*** ENTRIES PROVIDED ***

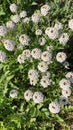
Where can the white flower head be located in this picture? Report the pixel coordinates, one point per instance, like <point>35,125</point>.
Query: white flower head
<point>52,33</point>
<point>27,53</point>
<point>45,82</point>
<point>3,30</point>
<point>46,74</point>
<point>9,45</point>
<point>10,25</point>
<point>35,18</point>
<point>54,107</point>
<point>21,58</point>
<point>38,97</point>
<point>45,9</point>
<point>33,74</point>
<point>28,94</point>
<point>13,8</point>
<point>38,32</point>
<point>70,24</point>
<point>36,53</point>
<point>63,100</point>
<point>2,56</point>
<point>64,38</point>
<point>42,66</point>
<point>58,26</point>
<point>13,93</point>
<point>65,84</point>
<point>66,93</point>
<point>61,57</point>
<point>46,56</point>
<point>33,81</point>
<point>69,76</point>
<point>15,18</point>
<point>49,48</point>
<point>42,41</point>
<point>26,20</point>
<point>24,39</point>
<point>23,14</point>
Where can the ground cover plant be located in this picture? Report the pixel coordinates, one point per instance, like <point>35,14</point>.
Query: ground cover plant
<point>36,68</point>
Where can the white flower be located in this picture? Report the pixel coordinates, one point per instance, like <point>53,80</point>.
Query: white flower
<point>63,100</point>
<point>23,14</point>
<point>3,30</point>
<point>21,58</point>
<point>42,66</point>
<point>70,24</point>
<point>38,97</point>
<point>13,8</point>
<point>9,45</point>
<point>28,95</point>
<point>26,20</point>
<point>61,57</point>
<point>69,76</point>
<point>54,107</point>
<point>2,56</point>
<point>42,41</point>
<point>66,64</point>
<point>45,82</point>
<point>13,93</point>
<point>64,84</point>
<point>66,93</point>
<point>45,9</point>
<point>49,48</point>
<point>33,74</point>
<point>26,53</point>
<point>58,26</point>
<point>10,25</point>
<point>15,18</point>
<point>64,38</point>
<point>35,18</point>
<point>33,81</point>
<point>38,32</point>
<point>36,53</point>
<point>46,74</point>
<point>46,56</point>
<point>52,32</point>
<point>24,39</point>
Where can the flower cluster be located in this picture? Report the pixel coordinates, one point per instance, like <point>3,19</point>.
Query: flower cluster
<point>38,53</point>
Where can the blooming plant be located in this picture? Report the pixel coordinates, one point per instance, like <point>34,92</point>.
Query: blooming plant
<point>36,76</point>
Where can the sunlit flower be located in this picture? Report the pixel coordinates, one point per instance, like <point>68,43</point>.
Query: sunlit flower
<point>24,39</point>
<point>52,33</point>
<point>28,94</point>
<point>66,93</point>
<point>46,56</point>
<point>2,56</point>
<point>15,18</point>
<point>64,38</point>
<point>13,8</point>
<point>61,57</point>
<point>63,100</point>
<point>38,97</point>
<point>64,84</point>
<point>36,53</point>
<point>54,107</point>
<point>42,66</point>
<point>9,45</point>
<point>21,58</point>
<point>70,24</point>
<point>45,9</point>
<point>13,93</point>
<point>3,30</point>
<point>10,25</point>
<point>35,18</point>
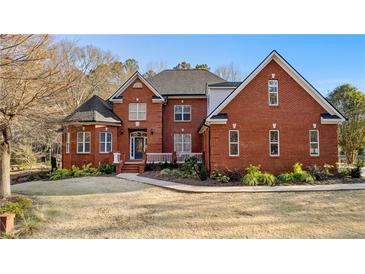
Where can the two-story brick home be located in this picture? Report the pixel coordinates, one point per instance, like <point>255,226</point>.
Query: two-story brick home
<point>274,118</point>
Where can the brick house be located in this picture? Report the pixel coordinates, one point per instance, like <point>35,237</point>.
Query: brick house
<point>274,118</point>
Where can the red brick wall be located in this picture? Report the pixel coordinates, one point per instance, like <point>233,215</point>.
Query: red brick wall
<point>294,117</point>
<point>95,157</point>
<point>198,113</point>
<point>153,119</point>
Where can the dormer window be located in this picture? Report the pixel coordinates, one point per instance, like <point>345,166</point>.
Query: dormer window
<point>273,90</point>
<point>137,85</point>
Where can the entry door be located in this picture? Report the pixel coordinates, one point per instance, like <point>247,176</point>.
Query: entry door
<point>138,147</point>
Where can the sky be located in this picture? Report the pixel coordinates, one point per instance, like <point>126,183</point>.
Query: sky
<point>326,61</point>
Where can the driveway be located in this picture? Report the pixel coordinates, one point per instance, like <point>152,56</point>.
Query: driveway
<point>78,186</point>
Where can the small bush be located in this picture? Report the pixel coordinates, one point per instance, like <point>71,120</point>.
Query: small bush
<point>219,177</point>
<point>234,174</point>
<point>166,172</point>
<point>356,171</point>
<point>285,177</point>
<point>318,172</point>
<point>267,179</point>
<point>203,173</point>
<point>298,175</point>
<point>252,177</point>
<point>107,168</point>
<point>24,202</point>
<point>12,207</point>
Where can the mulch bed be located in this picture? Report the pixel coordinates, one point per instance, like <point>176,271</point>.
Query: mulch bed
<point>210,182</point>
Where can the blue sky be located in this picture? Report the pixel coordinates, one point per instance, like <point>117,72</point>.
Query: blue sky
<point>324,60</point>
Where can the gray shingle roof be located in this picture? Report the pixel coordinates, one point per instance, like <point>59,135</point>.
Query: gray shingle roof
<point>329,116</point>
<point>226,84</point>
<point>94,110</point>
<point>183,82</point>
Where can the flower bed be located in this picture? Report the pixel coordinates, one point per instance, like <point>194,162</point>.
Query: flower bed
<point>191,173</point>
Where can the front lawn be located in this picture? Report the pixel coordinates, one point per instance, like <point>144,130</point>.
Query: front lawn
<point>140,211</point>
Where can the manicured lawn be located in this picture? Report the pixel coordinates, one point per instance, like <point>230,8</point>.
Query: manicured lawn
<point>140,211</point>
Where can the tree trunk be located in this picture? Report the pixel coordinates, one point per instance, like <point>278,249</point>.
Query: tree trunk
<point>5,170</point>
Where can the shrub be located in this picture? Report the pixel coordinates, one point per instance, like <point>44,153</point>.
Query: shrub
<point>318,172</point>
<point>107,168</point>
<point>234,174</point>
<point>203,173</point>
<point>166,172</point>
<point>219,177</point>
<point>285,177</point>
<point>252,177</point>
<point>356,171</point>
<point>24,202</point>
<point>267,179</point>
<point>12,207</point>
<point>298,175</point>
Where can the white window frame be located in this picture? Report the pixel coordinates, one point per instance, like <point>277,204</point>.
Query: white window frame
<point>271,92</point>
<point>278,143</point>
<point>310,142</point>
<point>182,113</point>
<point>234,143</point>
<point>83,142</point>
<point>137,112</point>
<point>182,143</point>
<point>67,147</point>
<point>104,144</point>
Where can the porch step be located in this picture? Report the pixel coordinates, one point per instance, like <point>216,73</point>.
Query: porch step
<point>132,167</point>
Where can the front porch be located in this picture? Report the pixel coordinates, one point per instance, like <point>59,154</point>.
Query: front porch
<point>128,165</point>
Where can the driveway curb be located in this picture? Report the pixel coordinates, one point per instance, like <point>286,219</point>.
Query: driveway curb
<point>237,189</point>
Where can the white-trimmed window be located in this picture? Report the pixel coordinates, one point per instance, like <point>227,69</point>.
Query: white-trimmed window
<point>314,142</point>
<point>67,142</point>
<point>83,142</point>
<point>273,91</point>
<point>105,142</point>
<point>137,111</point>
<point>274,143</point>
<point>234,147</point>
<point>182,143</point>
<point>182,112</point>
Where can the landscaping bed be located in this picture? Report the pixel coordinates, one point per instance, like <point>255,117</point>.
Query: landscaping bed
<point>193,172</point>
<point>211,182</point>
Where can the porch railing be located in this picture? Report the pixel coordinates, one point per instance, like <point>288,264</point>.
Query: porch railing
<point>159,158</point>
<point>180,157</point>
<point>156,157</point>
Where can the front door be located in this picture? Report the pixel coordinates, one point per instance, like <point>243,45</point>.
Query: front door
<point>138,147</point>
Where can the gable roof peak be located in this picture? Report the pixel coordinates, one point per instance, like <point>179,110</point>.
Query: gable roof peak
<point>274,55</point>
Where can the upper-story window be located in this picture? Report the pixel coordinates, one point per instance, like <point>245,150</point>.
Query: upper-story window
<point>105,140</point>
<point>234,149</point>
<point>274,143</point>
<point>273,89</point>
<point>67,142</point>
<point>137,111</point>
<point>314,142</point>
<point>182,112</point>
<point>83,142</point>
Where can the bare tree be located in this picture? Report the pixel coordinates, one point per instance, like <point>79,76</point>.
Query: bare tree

*** End of ENTRIES PROVIDED ***

Above are the lines; repeat exactly the ones from the line containing "Query: blue sky" down to the line containing "Where can the white window", both inclusive.

Query: blue sky
<point>324,60</point>
Where can the gray shingle roof be located in this picture? Report the pixel coordinates, one point per instance, like <point>59,135</point>.
Query: gray shingle roof
<point>329,116</point>
<point>226,84</point>
<point>94,110</point>
<point>183,82</point>
Where can the flower bed be located in this picture? Report the pixel coordinates, one point per instance, like <point>194,162</point>.
Query: flower bed
<point>191,173</point>
Where can the front lawn be located in this picture? Report the pixel coordinates, one point per instance, like <point>144,130</point>.
Query: front lawn
<point>140,211</point>
Where can the manicured lawn be located in this picture? Report the pixel coordinates, one point per instance, like <point>230,8</point>.
Query: manicured lawn
<point>140,211</point>
Where can the tree trunk be located in this picture? Report the pixel coordinates, one point per instance, like <point>278,249</point>.
Query: tree trunk
<point>5,170</point>
Where can the shrub be located in this picture? Report the pixel coordinates, one point per instance, like <point>44,153</point>.
Query: shrub
<point>318,172</point>
<point>107,168</point>
<point>234,174</point>
<point>203,173</point>
<point>166,172</point>
<point>219,177</point>
<point>285,177</point>
<point>252,177</point>
<point>356,171</point>
<point>24,202</point>
<point>267,179</point>
<point>12,207</point>
<point>298,175</point>
Where can the white window frame be located in this picture? Report the pixel coordinates, one point per instance, like <point>277,204</point>.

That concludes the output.